I used pacman to install ffmpeg on the Pogoplug and configured my netcams to upload to it instead of my Western Digital MyBook Live since the ffmpeg binary on Arch Linux includes the mpeg4 and H.264 codecs where as the MyBook does not.  Encoding to H.264 is too slow, so I'm encoding to mpeg4 (I was encoding to motion jpeg on the MyBook).  Although I am storing the images and videos on a 16 GB flash drive (formatted ext2 to reduce flash wear), I'm uploading the compressed files once a night to the MyBook for easier remote access and more permanent storage.

Friday, October 21, 2011

More efficient NAS backups using Carbon Copy Cloner

By default, when backing up to a sparse bundle disk image, Carbon Copy Cloner uses a band size of 8MB. This might be already for use on a local disk, but seems to cause a slow down when reading from a mounted drive on a NAS such as the Western Digital MyBook Live.  This is probably due to have so many files in the band directory of the bundle.  To rectify this, one can create the sparse bundle ahead of time by doing something like this:

hdiutil create -verbose -type SPARSEBUNDLE -size 1T -imagekey sparse-band-size=262144 -fs HFS+J -volname myVolume myVolume
 This will increase the band size to 128 MB which should improve performance.

Data entries =
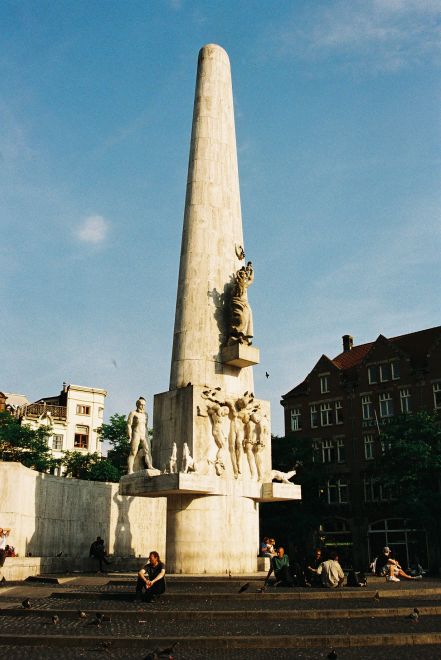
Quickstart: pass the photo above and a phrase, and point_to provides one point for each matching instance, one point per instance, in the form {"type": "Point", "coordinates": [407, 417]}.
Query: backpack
{"type": "Point", "coordinates": [355, 579]}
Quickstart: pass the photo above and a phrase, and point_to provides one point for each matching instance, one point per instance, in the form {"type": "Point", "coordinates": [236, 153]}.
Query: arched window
{"type": "Point", "coordinates": [407, 540]}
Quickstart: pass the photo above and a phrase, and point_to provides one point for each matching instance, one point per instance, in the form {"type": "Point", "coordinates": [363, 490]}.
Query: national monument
{"type": "Point", "coordinates": [211, 449]}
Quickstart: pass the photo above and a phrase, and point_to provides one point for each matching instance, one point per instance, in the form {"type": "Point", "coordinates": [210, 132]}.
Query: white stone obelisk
{"type": "Point", "coordinates": [209, 412]}
{"type": "Point", "coordinates": [212, 231]}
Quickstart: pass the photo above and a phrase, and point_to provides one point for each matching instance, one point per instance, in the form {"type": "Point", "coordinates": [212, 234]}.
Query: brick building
{"type": "Point", "coordinates": [341, 405]}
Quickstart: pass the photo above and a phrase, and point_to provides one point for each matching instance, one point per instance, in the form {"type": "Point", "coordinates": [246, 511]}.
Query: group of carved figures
{"type": "Point", "coordinates": [248, 431]}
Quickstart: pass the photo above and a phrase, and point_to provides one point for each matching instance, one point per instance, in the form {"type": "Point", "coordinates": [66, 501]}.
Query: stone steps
{"type": "Point", "coordinates": [213, 623]}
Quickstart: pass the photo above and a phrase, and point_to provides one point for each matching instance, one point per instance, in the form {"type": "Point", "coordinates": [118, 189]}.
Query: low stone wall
{"type": "Point", "coordinates": [48, 515]}
{"type": "Point", "coordinates": [19, 568]}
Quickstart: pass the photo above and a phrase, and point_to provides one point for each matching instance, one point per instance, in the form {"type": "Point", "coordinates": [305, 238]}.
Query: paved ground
{"type": "Point", "coordinates": [211, 620]}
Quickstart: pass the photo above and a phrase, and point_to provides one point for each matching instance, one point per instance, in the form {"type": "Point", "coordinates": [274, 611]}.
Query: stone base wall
{"type": "Point", "coordinates": [48, 515]}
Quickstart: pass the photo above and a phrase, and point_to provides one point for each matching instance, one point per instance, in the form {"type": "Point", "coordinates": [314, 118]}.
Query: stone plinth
{"type": "Point", "coordinates": [240, 355]}
{"type": "Point", "coordinates": [141, 484]}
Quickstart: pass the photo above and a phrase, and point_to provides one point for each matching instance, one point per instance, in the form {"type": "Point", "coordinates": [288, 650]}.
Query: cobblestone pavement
{"type": "Point", "coordinates": [422, 652]}
{"type": "Point", "coordinates": [133, 621]}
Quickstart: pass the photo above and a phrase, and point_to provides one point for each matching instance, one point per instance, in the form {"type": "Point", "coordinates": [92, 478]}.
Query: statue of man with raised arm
{"type": "Point", "coordinates": [138, 434]}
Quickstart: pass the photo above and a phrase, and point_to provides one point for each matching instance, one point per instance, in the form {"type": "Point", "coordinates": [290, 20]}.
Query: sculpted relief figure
{"type": "Point", "coordinates": [173, 462]}
{"type": "Point", "coordinates": [284, 477]}
{"type": "Point", "coordinates": [241, 330]}
{"type": "Point", "coordinates": [187, 460]}
{"type": "Point", "coordinates": [261, 430]}
{"type": "Point", "coordinates": [216, 413]}
{"type": "Point", "coordinates": [137, 434]}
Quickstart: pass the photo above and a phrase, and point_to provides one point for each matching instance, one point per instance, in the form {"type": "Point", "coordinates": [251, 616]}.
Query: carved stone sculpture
{"type": "Point", "coordinates": [173, 461]}
{"type": "Point", "coordinates": [284, 477]}
{"type": "Point", "coordinates": [216, 412]}
{"type": "Point", "coordinates": [187, 464]}
{"type": "Point", "coordinates": [241, 330]}
{"type": "Point", "coordinates": [261, 430]}
{"type": "Point", "coordinates": [137, 434]}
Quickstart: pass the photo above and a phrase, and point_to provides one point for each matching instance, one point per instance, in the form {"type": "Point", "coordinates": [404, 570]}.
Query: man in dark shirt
{"type": "Point", "coordinates": [98, 551]}
{"type": "Point", "coordinates": [280, 566]}
{"type": "Point", "coordinates": [151, 578]}
{"type": "Point", "coordinates": [312, 565]}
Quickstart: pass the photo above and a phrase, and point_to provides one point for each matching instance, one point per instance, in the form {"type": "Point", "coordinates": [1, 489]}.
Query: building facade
{"type": "Point", "coordinates": [73, 418]}
{"type": "Point", "coordinates": [342, 405]}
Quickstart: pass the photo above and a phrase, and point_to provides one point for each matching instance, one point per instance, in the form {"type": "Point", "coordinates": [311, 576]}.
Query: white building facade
{"type": "Point", "coordinates": [73, 419]}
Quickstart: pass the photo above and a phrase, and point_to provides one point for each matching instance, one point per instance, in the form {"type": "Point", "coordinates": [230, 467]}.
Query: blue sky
{"type": "Point", "coordinates": [338, 133]}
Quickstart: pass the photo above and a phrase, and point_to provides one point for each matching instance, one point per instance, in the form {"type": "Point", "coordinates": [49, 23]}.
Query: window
{"type": "Point", "coordinates": [327, 451]}
{"type": "Point", "coordinates": [340, 447]}
{"type": "Point", "coordinates": [338, 412]}
{"type": "Point", "coordinates": [314, 416]}
{"type": "Point", "coordinates": [83, 410]}
{"type": "Point", "coordinates": [386, 405]}
{"type": "Point", "coordinates": [324, 384]}
{"type": "Point", "coordinates": [395, 369]}
{"type": "Point", "coordinates": [368, 447]}
{"type": "Point", "coordinates": [405, 401]}
{"type": "Point", "coordinates": [437, 395]}
{"type": "Point", "coordinates": [326, 414]}
{"type": "Point", "coordinates": [295, 419]}
{"type": "Point", "coordinates": [81, 436]}
{"type": "Point", "coordinates": [367, 407]}
{"type": "Point", "coordinates": [384, 372]}
{"type": "Point", "coordinates": [57, 442]}
{"type": "Point", "coordinates": [375, 492]}
{"type": "Point", "coordinates": [372, 374]}
{"type": "Point", "coordinates": [337, 491]}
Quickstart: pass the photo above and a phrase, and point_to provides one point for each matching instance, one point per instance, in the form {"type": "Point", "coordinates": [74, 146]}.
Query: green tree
{"type": "Point", "coordinates": [25, 445]}
{"type": "Point", "coordinates": [410, 466]}
{"type": "Point", "coordinates": [91, 467]}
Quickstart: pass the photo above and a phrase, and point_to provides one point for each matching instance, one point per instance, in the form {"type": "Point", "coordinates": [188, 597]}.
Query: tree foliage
{"type": "Point", "coordinates": [24, 445]}
{"type": "Point", "coordinates": [115, 433]}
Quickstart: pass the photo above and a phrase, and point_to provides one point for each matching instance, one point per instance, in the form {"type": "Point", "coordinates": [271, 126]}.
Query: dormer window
{"type": "Point", "coordinates": [324, 384]}
{"type": "Point", "coordinates": [372, 374]}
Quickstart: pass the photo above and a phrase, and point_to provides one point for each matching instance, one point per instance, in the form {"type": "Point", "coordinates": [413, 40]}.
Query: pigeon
{"type": "Point", "coordinates": [99, 618]}
{"type": "Point", "coordinates": [158, 653]}
{"type": "Point", "coordinates": [415, 615]}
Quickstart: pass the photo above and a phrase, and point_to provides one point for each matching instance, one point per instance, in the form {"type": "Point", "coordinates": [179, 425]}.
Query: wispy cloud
{"type": "Point", "coordinates": [93, 229]}
{"type": "Point", "coordinates": [379, 35]}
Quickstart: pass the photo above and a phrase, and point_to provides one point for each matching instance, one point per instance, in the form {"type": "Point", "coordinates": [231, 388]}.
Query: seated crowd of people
{"type": "Point", "coordinates": [323, 569]}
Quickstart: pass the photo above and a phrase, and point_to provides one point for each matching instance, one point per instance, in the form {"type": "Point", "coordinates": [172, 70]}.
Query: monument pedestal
{"type": "Point", "coordinates": [212, 523]}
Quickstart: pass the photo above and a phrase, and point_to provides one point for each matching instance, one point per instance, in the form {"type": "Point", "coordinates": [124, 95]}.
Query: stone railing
{"type": "Point", "coordinates": [35, 410]}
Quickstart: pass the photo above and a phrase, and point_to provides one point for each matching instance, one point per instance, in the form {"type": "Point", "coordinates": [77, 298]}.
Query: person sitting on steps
{"type": "Point", "coordinates": [387, 567]}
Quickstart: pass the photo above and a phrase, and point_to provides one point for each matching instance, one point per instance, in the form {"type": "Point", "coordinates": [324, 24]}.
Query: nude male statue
{"type": "Point", "coordinates": [216, 412]}
{"type": "Point", "coordinates": [137, 434]}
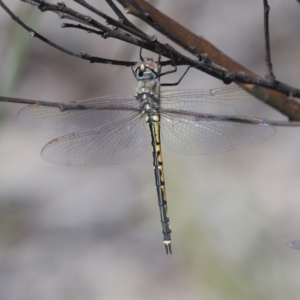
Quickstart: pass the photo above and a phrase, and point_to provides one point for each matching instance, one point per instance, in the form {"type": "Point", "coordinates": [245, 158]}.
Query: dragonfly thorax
{"type": "Point", "coordinates": [145, 70]}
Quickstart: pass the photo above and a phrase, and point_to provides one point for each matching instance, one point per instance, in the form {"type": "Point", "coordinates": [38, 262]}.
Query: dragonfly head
{"type": "Point", "coordinates": [146, 70]}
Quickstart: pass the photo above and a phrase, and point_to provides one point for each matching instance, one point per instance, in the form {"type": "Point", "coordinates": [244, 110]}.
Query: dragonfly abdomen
{"type": "Point", "coordinates": [153, 121]}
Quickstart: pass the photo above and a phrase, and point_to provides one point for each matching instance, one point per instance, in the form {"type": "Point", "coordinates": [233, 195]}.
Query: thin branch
{"type": "Point", "coordinates": [82, 55]}
{"type": "Point", "coordinates": [197, 116]}
{"type": "Point", "coordinates": [194, 43]}
{"type": "Point", "coordinates": [267, 40]}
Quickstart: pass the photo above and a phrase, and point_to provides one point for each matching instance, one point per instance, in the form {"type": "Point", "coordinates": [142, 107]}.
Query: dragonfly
{"type": "Point", "coordinates": [114, 129]}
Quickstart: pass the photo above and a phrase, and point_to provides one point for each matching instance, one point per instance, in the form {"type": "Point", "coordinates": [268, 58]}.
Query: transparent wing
{"type": "Point", "coordinates": [211, 135]}
{"type": "Point", "coordinates": [228, 100]}
{"type": "Point", "coordinates": [78, 120]}
{"type": "Point", "coordinates": [112, 144]}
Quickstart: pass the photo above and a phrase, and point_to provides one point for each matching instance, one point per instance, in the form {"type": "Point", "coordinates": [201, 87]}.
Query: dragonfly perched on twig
{"type": "Point", "coordinates": [113, 129]}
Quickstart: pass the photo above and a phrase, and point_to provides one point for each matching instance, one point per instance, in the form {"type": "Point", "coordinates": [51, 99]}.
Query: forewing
{"type": "Point", "coordinates": [112, 144]}
{"type": "Point", "coordinates": [228, 100]}
{"type": "Point", "coordinates": [213, 135]}
{"type": "Point", "coordinates": [79, 120]}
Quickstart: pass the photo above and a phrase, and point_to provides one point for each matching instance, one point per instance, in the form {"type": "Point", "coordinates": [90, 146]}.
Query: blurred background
{"type": "Point", "coordinates": [94, 233]}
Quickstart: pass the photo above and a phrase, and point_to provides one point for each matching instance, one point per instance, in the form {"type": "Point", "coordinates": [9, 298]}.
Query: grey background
{"type": "Point", "coordinates": [94, 233]}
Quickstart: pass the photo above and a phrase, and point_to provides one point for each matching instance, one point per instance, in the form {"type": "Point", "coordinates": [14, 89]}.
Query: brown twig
{"type": "Point", "coordinates": [196, 44]}
{"type": "Point", "coordinates": [267, 40]}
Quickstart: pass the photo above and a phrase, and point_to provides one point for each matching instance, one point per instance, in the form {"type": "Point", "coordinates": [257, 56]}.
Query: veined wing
{"type": "Point", "coordinates": [113, 143]}
{"type": "Point", "coordinates": [104, 110]}
{"type": "Point", "coordinates": [212, 134]}
{"type": "Point", "coordinates": [228, 100]}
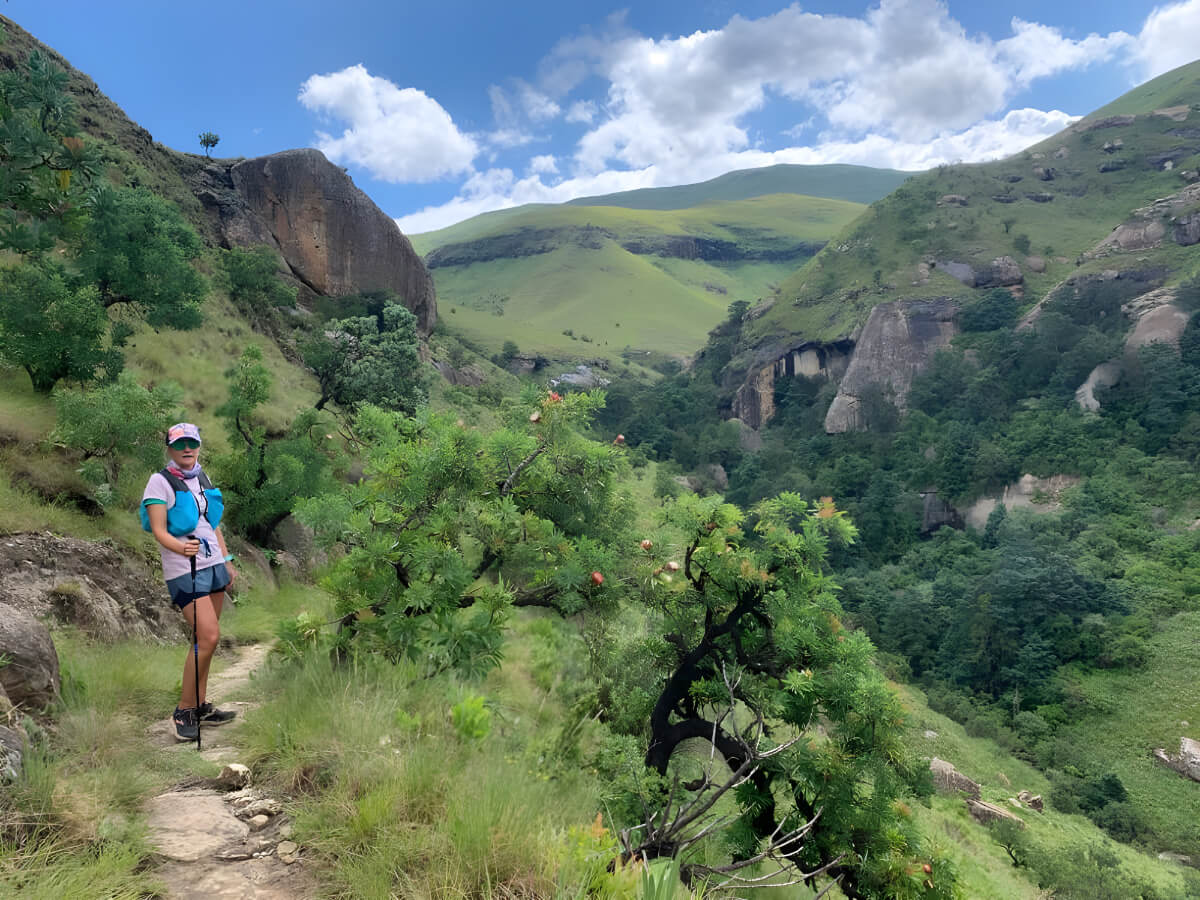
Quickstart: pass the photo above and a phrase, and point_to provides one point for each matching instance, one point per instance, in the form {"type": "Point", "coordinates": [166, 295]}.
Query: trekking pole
{"type": "Point", "coordinates": [196, 647]}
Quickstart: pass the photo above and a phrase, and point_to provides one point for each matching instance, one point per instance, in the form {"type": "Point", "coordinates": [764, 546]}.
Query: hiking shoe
{"type": "Point", "coordinates": [186, 727]}
{"type": "Point", "coordinates": [211, 715]}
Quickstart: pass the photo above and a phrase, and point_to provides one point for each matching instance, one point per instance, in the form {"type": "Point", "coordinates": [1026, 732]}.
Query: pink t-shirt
{"type": "Point", "coordinates": [175, 564]}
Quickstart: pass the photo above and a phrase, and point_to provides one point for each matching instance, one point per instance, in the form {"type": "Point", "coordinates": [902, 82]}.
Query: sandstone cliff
{"type": "Point", "coordinates": [331, 235]}
{"type": "Point", "coordinates": [898, 342]}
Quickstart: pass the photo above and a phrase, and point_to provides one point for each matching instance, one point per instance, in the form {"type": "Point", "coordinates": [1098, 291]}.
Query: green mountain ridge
{"type": "Point", "coordinates": [618, 279]}
{"type": "Point", "coordinates": [1049, 208]}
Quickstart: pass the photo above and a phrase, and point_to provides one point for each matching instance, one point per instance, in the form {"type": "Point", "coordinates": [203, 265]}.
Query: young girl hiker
{"type": "Point", "coordinates": [183, 510]}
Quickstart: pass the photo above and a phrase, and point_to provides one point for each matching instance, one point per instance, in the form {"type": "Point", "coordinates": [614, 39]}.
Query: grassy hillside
{"type": "Point", "coordinates": [859, 184]}
{"type": "Point", "coordinates": [1043, 207]}
{"type": "Point", "coordinates": [618, 277]}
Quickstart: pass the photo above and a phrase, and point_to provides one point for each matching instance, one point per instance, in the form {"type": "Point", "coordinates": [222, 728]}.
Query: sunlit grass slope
{"type": "Point", "coordinates": [1054, 201]}
{"type": "Point", "coordinates": [537, 273]}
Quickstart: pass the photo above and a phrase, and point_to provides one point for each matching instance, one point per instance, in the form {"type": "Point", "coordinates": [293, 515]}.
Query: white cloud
{"type": "Point", "coordinates": [1169, 37]}
{"type": "Point", "coordinates": [582, 111]}
{"type": "Point", "coordinates": [498, 189]}
{"type": "Point", "coordinates": [395, 133]}
{"type": "Point", "coordinates": [904, 85]}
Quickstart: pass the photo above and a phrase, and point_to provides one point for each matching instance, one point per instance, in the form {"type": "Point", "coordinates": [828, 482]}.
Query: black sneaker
{"type": "Point", "coordinates": [184, 720]}
{"type": "Point", "coordinates": [211, 715]}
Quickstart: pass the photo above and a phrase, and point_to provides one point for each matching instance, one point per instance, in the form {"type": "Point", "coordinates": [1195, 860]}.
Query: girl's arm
{"type": "Point", "coordinates": [233, 574]}
{"type": "Point", "coordinates": [157, 514]}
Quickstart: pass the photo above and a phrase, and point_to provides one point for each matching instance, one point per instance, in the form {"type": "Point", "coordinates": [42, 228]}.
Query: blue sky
{"type": "Point", "coordinates": [445, 109]}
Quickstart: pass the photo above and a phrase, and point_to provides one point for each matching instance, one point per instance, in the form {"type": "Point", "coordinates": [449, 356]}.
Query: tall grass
{"type": "Point", "coordinates": [394, 801]}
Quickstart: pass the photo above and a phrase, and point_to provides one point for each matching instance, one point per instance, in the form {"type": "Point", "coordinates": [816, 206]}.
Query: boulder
{"type": "Point", "coordinates": [1103, 376]}
{"type": "Point", "coordinates": [1163, 324]}
{"type": "Point", "coordinates": [469, 376]}
{"type": "Point", "coordinates": [331, 235]}
{"type": "Point", "coordinates": [988, 813]}
{"type": "Point", "coordinates": [1033, 801]}
{"type": "Point", "coordinates": [1109, 121]}
{"type": "Point", "coordinates": [1038, 495]}
{"type": "Point", "coordinates": [949, 780]}
{"type": "Point", "coordinates": [89, 585]}
{"type": "Point", "coordinates": [30, 677]}
{"type": "Point", "coordinates": [1186, 762]}
{"type": "Point", "coordinates": [1186, 229]}
{"type": "Point", "coordinates": [297, 540]}
{"type": "Point", "coordinates": [898, 341]}
{"type": "Point", "coordinates": [936, 513]}
{"type": "Point", "coordinates": [12, 751]}
{"type": "Point", "coordinates": [1176, 114]}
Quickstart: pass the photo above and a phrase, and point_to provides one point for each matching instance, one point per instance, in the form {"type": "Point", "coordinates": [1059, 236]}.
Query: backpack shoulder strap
{"type": "Point", "coordinates": [177, 484]}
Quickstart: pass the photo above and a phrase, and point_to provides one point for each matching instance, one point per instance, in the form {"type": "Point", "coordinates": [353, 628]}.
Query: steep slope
{"type": "Point", "coordinates": [331, 238]}
{"type": "Point", "coordinates": [858, 184]}
{"type": "Point", "coordinates": [598, 281]}
{"type": "Point", "coordinates": [1110, 195]}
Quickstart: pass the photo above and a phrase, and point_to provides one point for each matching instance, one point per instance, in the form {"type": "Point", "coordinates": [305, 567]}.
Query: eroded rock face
{"type": "Point", "coordinates": [898, 342]}
{"type": "Point", "coordinates": [330, 234]}
{"type": "Point", "coordinates": [949, 780]}
{"type": "Point", "coordinates": [88, 585]}
{"type": "Point", "coordinates": [1039, 495]}
{"type": "Point", "coordinates": [1186, 762]}
{"type": "Point", "coordinates": [988, 813]}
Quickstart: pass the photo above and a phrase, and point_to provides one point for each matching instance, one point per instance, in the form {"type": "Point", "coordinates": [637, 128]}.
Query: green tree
{"type": "Point", "coordinates": [52, 329]}
{"type": "Point", "coordinates": [756, 661]}
{"type": "Point", "coordinates": [138, 252]}
{"type": "Point", "coordinates": [369, 359]}
{"type": "Point", "coordinates": [267, 473]}
{"type": "Point", "coordinates": [114, 423]}
{"type": "Point", "coordinates": [45, 167]}
{"type": "Point", "coordinates": [453, 529]}
{"type": "Point", "coordinates": [253, 282]}
{"type": "Point", "coordinates": [209, 139]}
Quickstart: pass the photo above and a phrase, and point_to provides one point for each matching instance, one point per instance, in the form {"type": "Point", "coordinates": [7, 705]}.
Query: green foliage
{"type": "Point", "coordinates": [471, 718]}
{"type": "Point", "coordinates": [138, 251]}
{"type": "Point", "coordinates": [754, 625]}
{"type": "Point", "coordinates": [450, 529]}
{"type": "Point", "coordinates": [209, 139]}
{"type": "Point", "coordinates": [52, 329]}
{"type": "Point", "coordinates": [253, 280]}
{"type": "Point", "coordinates": [369, 359]}
{"type": "Point", "coordinates": [45, 167]}
{"type": "Point", "coordinates": [265, 474]}
{"type": "Point", "coordinates": [117, 421]}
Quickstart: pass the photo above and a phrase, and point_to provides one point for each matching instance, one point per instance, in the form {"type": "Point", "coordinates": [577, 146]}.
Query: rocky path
{"type": "Point", "coordinates": [223, 839]}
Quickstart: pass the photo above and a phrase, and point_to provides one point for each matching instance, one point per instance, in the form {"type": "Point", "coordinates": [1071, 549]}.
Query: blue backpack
{"type": "Point", "coordinates": [185, 515]}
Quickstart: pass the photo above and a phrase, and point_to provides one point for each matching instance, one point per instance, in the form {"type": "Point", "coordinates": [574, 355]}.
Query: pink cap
{"type": "Point", "coordinates": [183, 430]}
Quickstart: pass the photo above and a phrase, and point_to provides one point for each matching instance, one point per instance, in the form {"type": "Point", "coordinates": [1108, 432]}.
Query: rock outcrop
{"type": "Point", "coordinates": [988, 813]}
{"type": "Point", "coordinates": [1186, 762]}
{"type": "Point", "coordinates": [1039, 495]}
{"type": "Point", "coordinates": [85, 583]}
{"type": "Point", "coordinates": [949, 780]}
{"type": "Point", "coordinates": [898, 342]}
{"type": "Point", "coordinates": [1002, 271]}
{"type": "Point", "coordinates": [331, 235]}
{"type": "Point", "coordinates": [1103, 376]}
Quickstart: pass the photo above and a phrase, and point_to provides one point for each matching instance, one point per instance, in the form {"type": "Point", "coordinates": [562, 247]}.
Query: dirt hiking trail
{"type": "Point", "coordinates": [223, 839]}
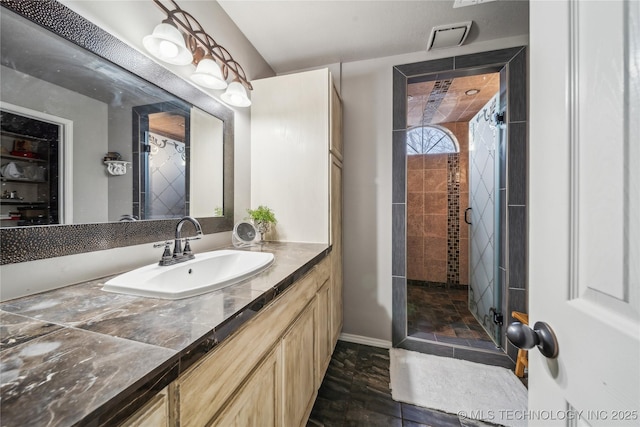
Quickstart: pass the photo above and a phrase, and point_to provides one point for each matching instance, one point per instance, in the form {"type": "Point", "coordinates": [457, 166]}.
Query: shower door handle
{"type": "Point", "coordinates": [466, 218]}
{"type": "Point", "coordinates": [541, 336]}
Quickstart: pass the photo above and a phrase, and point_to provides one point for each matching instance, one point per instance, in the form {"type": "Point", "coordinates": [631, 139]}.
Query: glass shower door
{"type": "Point", "coordinates": [484, 291]}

Exercise task = According to the blog post, why were the netcams configured to upload to the Pogoplug instead of the Western Digital MyBook Live? The entries are separate material, unrelated to the blog post.

Answer = The ffmpeg binary on Arch Linux, which runs on the Pogoplug, includes the mpeg4 and H.264 codecs. The MyBook does not have them.